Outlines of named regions
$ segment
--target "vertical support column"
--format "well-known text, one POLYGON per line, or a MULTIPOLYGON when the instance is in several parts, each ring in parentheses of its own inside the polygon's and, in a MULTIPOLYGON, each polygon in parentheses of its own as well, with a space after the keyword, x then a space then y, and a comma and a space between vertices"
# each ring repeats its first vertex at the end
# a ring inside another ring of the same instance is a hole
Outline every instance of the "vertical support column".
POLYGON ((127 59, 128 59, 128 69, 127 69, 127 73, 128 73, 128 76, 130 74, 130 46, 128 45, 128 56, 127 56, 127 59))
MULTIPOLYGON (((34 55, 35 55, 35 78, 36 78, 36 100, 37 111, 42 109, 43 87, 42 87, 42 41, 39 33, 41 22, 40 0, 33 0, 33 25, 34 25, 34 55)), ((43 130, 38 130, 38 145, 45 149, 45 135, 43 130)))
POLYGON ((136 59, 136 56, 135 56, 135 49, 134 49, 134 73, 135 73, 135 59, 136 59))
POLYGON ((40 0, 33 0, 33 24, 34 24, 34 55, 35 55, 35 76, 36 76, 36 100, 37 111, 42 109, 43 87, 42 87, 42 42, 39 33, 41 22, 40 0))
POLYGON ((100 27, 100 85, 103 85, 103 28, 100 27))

-- What the task requires --
Copy out every line of the listing above without any changes.

-- Written answer --
$ segment
--target "vertical support column"
--format "well-known text, one POLYGON per line, or a MULTIPOLYGON when the instance is in several parts, each ring in parentheses of its own inside the polygon's and, in a MULTIPOLYGON, each polygon in parentheses of its own as well, with a space after the keyword, x then a space then y, and a comma and a space between vertices"
# each ring repeats its first vertex at the end
# a ring inside another ring of the same instance is a hole
Outline every instance of the "vertical support column".
POLYGON ((127 59, 128 59, 128 69, 127 69, 127 73, 128 73, 128 76, 130 74, 130 46, 128 45, 128 56, 127 56, 127 59))
MULTIPOLYGON (((34 55, 35 55, 35 78, 36 78, 36 100, 37 111, 42 109, 43 87, 42 87, 42 41, 39 33, 41 22, 40 0, 33 0, 33 25, 34 25, 34 55)), ((43 130, 38 130, 38 145, 45 149, 45 135, 43 130)))
POLYGON ((136 59, 136 56, 135 56, 135 49, 134 49, 134 73, 135 73, 135 59, 136 59))
POLYGON ((40 0, 33 0, 33 24, 34 24, 34 55, 35 55, 35 76, 36 76, 36 100, 37 111, 42 109, 43 87, 42 87, 42 42, 39 33, 41 22, 40 0))
POLYGON ((100 27, 100 85, 103 85, 103 28, 100 27))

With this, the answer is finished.